● BRIEF
Format everything below from the line containing "Note: pick out the small" down to the line containing "column 468, row 285", both included, as a two-column CSV with the headers instruction and coordinates. Each row holds the note text in one quoted field and its coordinates in the other, with line breaks turned into spaces.

+ + +

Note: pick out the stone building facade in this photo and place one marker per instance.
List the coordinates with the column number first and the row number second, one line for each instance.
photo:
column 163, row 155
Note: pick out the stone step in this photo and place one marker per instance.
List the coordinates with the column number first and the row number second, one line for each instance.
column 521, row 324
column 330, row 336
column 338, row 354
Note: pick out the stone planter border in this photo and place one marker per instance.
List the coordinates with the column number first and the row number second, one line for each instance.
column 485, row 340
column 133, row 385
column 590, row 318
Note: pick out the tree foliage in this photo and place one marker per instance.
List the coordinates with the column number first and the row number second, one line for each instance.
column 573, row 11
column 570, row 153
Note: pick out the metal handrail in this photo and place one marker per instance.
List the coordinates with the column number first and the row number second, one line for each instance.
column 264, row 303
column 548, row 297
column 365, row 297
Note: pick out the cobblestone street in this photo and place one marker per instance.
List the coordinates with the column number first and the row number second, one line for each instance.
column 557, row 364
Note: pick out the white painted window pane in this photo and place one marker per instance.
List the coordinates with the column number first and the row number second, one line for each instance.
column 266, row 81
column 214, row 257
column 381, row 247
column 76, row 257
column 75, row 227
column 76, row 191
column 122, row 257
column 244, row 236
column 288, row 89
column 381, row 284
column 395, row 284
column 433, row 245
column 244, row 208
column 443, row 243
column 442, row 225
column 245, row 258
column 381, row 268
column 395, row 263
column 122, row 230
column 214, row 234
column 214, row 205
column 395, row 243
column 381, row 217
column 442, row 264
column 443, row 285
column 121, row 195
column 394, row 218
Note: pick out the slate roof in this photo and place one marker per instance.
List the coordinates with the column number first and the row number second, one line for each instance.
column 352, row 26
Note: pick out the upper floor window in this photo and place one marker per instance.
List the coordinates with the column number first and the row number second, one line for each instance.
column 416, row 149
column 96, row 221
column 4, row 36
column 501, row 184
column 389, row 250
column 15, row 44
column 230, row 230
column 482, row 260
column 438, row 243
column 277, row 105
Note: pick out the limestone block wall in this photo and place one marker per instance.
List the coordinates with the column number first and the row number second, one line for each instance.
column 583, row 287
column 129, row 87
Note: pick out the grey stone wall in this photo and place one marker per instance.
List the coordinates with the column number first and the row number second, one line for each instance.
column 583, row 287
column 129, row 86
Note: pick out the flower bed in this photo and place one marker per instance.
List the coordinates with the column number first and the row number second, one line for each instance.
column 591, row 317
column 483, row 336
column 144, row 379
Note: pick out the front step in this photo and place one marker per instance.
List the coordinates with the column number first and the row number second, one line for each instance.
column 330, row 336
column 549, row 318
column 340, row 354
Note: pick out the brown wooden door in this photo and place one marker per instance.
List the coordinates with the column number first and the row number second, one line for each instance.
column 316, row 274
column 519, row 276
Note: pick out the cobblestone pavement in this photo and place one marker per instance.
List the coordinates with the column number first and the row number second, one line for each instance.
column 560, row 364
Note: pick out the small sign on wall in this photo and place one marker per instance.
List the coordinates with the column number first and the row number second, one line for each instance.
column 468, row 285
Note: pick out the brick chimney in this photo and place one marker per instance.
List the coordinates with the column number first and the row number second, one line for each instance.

+ + +

● TASK OUTPUT
instruction,coordinates
"Note: pick out the small sign on wall in this photo and place one marker per instance. List the coordinates with the column number first and the row number second, one line for each instance.","column 468, row 285"